Write out exactly, with no other output, the lines below from the one that contains "of the pink" through the end.

Data section start

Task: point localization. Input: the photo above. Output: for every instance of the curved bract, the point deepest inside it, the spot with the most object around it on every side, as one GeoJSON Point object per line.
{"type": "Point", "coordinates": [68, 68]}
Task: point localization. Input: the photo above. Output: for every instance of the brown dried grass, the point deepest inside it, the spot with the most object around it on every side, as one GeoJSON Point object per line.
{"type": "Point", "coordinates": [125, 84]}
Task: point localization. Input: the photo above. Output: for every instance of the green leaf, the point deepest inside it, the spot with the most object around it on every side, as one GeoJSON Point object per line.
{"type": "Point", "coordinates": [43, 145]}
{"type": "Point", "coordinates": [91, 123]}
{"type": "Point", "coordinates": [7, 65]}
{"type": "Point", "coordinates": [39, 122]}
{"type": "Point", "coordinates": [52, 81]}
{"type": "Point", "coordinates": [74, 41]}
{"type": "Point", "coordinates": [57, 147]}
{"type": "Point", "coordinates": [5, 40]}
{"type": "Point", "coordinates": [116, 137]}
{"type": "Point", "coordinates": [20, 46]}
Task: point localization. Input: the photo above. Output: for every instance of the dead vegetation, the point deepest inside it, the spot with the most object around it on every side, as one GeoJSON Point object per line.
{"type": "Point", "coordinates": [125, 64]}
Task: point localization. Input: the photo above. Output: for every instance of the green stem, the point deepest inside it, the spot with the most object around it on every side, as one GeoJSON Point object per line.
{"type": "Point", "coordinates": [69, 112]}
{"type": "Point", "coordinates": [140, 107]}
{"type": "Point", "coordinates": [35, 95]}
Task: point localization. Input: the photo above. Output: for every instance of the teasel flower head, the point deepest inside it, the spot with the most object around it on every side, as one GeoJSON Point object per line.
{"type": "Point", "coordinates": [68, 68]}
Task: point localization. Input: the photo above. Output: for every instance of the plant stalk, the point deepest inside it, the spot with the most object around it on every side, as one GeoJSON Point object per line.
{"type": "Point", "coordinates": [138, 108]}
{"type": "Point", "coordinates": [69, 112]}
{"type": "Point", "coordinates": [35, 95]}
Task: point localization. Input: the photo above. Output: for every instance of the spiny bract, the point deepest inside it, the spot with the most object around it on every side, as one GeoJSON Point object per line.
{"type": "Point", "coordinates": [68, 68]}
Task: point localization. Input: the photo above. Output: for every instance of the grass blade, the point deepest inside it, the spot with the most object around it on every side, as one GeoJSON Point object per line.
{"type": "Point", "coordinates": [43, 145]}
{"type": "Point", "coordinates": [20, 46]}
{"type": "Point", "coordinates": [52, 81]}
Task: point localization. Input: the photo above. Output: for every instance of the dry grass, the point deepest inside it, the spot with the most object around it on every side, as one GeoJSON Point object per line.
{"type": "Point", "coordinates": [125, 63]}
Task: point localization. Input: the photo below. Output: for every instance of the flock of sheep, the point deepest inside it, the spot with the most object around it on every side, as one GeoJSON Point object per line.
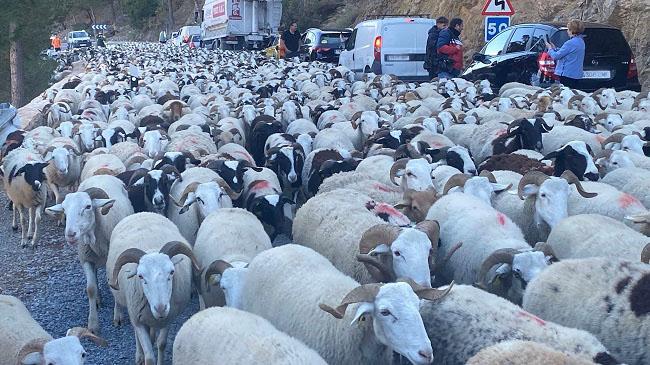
{"type": "Point", "coordinates": [439, 222]}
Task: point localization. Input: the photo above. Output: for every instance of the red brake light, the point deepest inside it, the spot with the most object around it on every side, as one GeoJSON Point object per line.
{"type": "Point", "coordinates": [632, 71]}
{"type": "Point", "coordinates": [377, 48]}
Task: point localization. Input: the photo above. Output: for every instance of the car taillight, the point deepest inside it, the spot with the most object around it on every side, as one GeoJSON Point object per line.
{"type": "Point", "coordinates": [377, 48]}
{"type": "Point", "coordinates": [546, 65]}
{"type": "Point", "coordinates": [632, 71]}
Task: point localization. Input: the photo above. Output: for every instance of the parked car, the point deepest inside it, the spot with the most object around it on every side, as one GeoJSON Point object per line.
{"type": "Point", "coordinates": [323, 45]}
{"type": "Point", "coordinates": [519, 54]}
{"type": "Point", "coordinates": [395, 45]}
{"type": "Point", "coordinates": [78, 39]}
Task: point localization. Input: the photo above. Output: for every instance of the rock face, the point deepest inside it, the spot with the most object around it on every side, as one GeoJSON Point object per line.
{"type": "Point", "coordinates": [632, 16]}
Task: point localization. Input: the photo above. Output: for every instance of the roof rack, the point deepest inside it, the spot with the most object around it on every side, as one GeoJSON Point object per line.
{"type": "Point", "coordinates": [381, 16]}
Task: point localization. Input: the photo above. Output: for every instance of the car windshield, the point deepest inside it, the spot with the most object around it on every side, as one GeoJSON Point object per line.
{"type": "Point", "coordinates": [597, 41]}
{"type": "Point", "coordinates": [333, 39]}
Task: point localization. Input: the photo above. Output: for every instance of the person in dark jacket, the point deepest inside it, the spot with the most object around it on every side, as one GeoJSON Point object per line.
{"type": "Point", "coordinates": [431, 58]}
{"type": "Point", "coordinates": [450, 50]}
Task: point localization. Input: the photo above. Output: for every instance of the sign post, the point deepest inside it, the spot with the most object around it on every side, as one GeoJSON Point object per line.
{"type": "Point", "coordinates": [497, 17]}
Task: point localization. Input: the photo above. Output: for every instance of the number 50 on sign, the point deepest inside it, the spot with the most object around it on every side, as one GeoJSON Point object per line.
{"type": "Point", "coordinates": [494, 25]}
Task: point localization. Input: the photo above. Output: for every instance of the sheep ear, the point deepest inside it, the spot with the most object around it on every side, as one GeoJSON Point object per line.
{"type": "Point", "coordinates": [104, 205]}
{"type": "Point", "coordinates": [362, 310]}
{"type": "Point", "coordinates": [55, 210]}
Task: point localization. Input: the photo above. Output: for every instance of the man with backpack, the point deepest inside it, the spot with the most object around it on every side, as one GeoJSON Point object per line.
{"type": "Point", "coordinates": [450, 50]}
{"type": "Point", "coordinates": [431, 58]}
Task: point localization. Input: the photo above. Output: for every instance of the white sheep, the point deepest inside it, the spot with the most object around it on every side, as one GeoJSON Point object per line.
{"type": "Point", "coordinates": [150, 277]}
{"type": "Point", "coordinates": [517, 352]}
{"type": "Point", "coordinates": [243, 338]}
{"type": "Point", "coordinates": [488, 320]}
{"type": "Point", "coordinates": [90, 228]}
{"type": "Point", "coordinates": [385, 319]}
{"type": "Point", "coordinates": [102, 164]}
{"type": "Point", "coordinates": [24, 341]}
{"type": "Point", "coordinates": [226, 242]}
{"type": "Point", "coordinates": [613, 302]}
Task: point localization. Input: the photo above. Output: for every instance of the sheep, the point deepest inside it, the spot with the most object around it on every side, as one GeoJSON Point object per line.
{"type": "Point", "coordinates": [593, 235]}
{"type": "Point", "coordinates": [243, 338]}
{"type": "Point", "coordinates": [395, 323]}
{"type": "Point", "coordinates": [488, 320]}
{"type": "Point", "coordinates": [631, 180]}
{"type": "Point", "coordinates": [150, 278]}
{"type": "Point", "coordinates": [104, 164]}
{"type": "Point", "coordinates": [226, 242]}
{"type": "Point", "coordinates": [517, 352]}
{"type": "Point", "coordinates": [613, 299]}
{"type": "Point", "coordinates": [199, 192]}
{"type": "Point", "coordinates": [24, 341]}
{"type": "Point", "coordinates": [24, 184]}
{"type": "Point", "coordinates": [501, 241]}
{"type": "Point", "coordinates": [90, 228]}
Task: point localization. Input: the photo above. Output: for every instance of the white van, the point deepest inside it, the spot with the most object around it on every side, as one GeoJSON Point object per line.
{"type": "Point", "coordinates": [395, 46]}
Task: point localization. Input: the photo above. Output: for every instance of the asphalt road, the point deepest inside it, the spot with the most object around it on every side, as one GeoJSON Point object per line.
{"type": "Point", "coordinates": [50, 282]}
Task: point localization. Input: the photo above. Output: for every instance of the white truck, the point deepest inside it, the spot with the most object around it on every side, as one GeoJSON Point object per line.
{"type": "Point", "coordinates": [240, 24]}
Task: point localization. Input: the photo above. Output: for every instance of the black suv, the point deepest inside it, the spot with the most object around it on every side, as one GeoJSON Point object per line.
{"type": "Point", "coordinates": [518, 53]}
{"type": "Point", "coordinates": [323, 45]}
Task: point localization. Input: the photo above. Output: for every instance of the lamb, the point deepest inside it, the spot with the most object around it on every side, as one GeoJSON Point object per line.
{"type": "Point", "coordinates": [613, 301]}
{"type": "Point", "coordinates": [396, 320]}
{"type": "Point", "coordinates": [489, 320]}
{"type": "Point", "coordinates": [90, 229]}
{"type": "Point", "coordinates": [244, 338]}
{"type": "Point", "coordinates": [24, 341]}
{"type": "Point", "coordinates": [314, 227]}
{"type": "Point", "coordinates": [150, 278]}
{"type": "Point", "coordinates": [23, 182]}
{"type": "Point", "coordinates": [593, 235]}
{"type": "Point", "coordinates": [103, 164]}
{"type": "Point", "coordinates": [226, 242]}
{"type": "Point", "coordinates": [199, 192]}
{"type": "Point", "coordinates": [517, 352]}
{"type": "Point", "coordinates": [631, 180]}
{"type": "Point", "coordinates": [501, 241]}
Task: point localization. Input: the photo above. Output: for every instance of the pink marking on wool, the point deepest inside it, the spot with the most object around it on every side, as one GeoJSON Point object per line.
{"type": "Point", "coordinates": [627, 200]}
{"type": "Point", "coordinates": [538, 320]}
{"type": "Point", "coordinates": [501, 218]}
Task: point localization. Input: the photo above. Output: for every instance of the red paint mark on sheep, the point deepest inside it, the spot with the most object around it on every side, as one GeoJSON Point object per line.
{"type": "Point", "coordinates": [538, 320]}
{"type": "Point", "coordinates": [501, 218]}
{"type": "Point", "coordinates": [627, 200]}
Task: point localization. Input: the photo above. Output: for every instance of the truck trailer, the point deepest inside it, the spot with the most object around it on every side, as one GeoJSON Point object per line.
{"type": "Point", "coordinates": [240, 24]}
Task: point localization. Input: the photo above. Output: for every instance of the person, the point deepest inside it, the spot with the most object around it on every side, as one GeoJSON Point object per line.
{"type": "Point", "coordinates": [431, 58]}
{"type": "Point", "coordinates": [450, 50]}
{"type": "Point", "coordinates": [570, 57]}
{"type": "Point", "coordinates": [290, 41]}
{"type": "Point", "coordinates": [56, 43]}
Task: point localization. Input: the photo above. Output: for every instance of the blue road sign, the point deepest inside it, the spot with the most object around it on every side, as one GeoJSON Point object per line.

Data section end

Exercise result:
Task: point localization. Input: the photo above. Output: for every instance of the pink marking on wool, the point deepest inside it, the spot with the most object around it on every side, as one GeoJSON Point object per line.
{"type": "Point", "coordinates": [627, 200]}
{"type": "Point", "coordinates": [538, 320]}
{"type": "Point", "coordinates": [501, 218]}
Task: point localization. Input: the photo above. Output: for every instance of the red paint mark on sheep, the point deepest inside it, the spot with the most object around it on every side, as one GeoJSON Point object per line.
{"type": "Point", "coordinates": [538, 320]}
{"type": "Point", "coordinates": [501, 218]}
{"type": "Point", "coordinates": [627, 200]}
Task: point localization. Input: the photo above. Output: for every instance of the truck trailer, the point deepest inside it, the spot with the most object around it on every side, as one GeoJSON Point object per line.
{"type": "Point", "coordinates": [240, 24]}
Task: point localization. Input: the photo above. Output: for every instance of the person, the point deepest inside it, the spot with the most object around it on every side, as one GeoJSON Point object per line.
{"type": "Point", "coordinates": [431, 58]}
{"type": "Point", "coordinates": [450, 50]}
{"type": "Point", "coordinates": [570, 57]}
{"type": "Point", "coordinates": [290, 41]}
{"type": "Point", "coordinates": [56, 43]}
Task: point localization. Input: the photo above. Output: for every instance of the blue road sign, the point deepest inside it, the spot with the most object around it on every side, as one GeoJSON Point object per line.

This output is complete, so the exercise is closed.